● **TASK OBJECTIVE**:
Transcribe exactly the line that contains "Target: downpipe" and all lines following it to the end of the material below; omit everything else.

● **PROVIDED RECORDS**:
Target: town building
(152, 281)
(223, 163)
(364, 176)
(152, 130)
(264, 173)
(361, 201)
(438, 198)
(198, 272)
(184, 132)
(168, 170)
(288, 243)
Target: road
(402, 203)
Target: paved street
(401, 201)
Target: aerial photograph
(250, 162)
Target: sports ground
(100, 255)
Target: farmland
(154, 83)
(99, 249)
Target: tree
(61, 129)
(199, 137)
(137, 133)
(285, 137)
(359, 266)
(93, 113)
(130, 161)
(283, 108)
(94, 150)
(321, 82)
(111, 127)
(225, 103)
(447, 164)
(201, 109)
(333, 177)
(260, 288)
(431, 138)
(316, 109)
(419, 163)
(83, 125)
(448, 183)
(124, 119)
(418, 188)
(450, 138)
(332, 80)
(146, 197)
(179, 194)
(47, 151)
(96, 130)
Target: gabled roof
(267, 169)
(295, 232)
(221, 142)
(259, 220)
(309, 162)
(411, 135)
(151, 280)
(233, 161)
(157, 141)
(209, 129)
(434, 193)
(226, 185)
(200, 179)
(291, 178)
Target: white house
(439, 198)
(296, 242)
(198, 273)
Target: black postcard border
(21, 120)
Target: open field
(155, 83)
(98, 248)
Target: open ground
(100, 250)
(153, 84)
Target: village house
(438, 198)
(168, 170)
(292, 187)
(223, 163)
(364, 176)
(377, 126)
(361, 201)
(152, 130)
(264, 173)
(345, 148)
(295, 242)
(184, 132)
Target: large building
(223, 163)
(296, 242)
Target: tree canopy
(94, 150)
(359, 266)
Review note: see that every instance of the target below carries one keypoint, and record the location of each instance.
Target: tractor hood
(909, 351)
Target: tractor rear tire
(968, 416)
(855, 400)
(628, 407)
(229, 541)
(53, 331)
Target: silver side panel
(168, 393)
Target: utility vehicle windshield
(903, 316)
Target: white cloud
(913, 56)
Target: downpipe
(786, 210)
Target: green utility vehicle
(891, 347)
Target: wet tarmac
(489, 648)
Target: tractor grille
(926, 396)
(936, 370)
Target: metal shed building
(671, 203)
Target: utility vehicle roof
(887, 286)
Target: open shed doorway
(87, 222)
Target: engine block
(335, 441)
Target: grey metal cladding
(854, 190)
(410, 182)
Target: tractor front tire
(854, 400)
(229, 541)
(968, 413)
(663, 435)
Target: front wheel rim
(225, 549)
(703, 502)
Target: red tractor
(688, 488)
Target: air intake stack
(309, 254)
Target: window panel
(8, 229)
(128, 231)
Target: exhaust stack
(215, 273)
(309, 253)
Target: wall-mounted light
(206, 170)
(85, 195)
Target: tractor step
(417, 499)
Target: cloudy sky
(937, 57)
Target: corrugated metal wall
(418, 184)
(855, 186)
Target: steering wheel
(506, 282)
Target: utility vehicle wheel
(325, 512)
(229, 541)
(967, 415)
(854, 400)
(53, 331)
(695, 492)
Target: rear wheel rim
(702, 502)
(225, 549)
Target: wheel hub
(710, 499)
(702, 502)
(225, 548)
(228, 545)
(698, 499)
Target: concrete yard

● **SOLUTION**:
Target: downpipe
(786, 210)
Target: green utility vehicle
(891, 347)
Target: wet tarmac
(489, 648)
Target: tractor grille
(926, 396)
(936, 370)
Target: metal shed building
(671, 203)
Target: utility vehicle roof
(887, 286)
Target: open shed doorway
(87, 222)
Target: engine block
(335, 441)
Target: grey metal cladding
(854, 190)
(410, 182)
Target: tractor front tire
(854, 400)
(229, 541)
(968, 413)
(663, 435)
Target: front wheel rim
(225, 549)
(703, 502)
Target: red tractor
(688, 488)
Target: air intake stack
(309, 254)
Target: window panel
(8, 229)
(128, 231)
Target: exhaust stack
(215, 273)
(309, 253)
Target: wall-mounted light
(206, 170)
(85, 195)
Target: tractor step
(417, 499)
Target: cloudy sky
(937, 57)
Target: corrugated metal wall
(418, 184)
(855, 186)
Target: steering wheel
(506, 282)
Target: utility vehicle wheel
(325, 512)
(229, 541)
(967, 415)
(854, 400)
(53, 331)
(695, 492)
Target: rear wheel rim
(702, 502)
(225, 549)
Target: wheel hub
(710, 499)
(702, 502)
(225, 548)
(228, 545)
(698, 499)
Target: concrete yard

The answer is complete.